• REQUEST: Rewrite every line of the material from the line containing "Pressing-analysis tagging request: spot the motorcycle seat" through the end, both included, raising each coordinate in the answers by 118.

-*-*-

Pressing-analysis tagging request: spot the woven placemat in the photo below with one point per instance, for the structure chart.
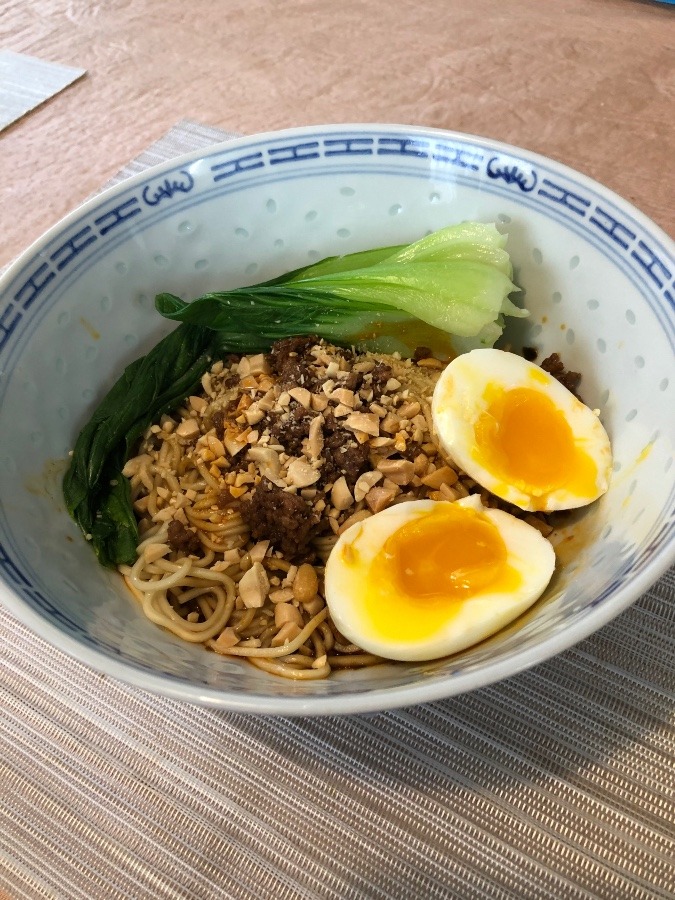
(559, 782)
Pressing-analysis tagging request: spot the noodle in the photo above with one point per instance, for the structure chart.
(201, 573)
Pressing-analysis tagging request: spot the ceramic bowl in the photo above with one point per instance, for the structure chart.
(77, 306)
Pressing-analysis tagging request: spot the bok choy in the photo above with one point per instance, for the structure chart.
(448, 291)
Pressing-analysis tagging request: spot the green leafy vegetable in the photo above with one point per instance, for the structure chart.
(448, 291)
(451, 284)
(97, 495)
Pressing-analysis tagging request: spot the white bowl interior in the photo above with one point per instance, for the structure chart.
(78, 306)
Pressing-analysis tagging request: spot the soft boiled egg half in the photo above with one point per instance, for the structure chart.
(424, 578)
(519, 433)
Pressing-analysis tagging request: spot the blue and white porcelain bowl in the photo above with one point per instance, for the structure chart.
(78, 306)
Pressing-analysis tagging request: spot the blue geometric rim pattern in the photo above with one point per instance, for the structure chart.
(500, 170)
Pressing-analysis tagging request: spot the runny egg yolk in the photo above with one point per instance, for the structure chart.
(525, 439)
(428, 567)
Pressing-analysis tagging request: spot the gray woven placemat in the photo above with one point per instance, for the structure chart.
(559, 782)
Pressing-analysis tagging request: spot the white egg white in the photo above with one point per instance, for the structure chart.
(461, 397)
(353, 575)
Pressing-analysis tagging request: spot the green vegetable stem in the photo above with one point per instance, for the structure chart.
(448, 291)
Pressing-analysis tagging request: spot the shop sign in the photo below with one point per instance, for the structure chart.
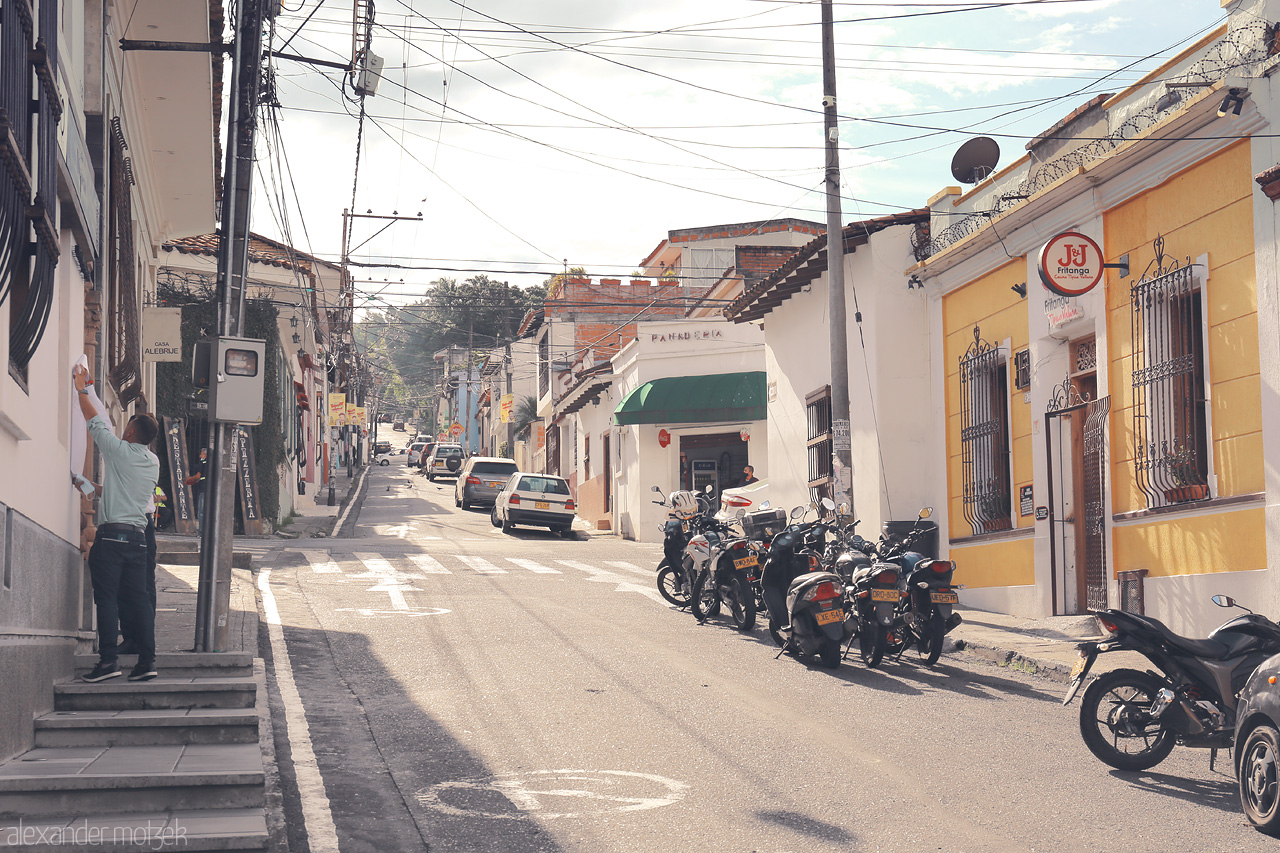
(1060, 310)
(695, 334)
(1070, 264)
(161, 334)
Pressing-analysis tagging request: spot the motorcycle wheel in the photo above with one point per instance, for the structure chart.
(741, 603)
(872, 641)
(830, 655)
(1115, 725)
(932, 633)
(668, 584)
(705, 600)
(1260, 788)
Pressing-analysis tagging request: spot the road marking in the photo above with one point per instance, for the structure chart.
(428, 564)
(320, 562)
(316, 815)
(554, 793)
(481, 566)
(629, 566)
(534, 566)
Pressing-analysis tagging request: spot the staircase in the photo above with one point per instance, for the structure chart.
(170, 763)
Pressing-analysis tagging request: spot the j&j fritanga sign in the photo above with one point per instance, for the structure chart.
(1070, 264)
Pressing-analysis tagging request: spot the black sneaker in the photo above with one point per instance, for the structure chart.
(101, 673)
(144, 673)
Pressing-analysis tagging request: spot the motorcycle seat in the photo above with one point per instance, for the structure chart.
(1207, 648)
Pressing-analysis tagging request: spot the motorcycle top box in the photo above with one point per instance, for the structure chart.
(764, 524)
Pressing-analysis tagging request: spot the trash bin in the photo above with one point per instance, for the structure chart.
(927, 544)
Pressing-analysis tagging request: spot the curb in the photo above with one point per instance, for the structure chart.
(1051, 670)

-*-*-

• ANSWER:
Pressing-analysis tagging request: spot the motorcycle seat in the photo above with one point per instance, for the structure chart.
(1325, 766)
Pressing-analysis tagging request: spot the motorcycle top box in the photo above with one point per instance, for the structure chart.
(882, 642)
Pressing-analysis tagging request: spot the trash bin in the photo above with one point per instance, for the structure chart.
(1045, 662)
Pressing-analysis tagging request: spot the curb in the photo above with one point per instance, for the structure chart.
(1169, 788)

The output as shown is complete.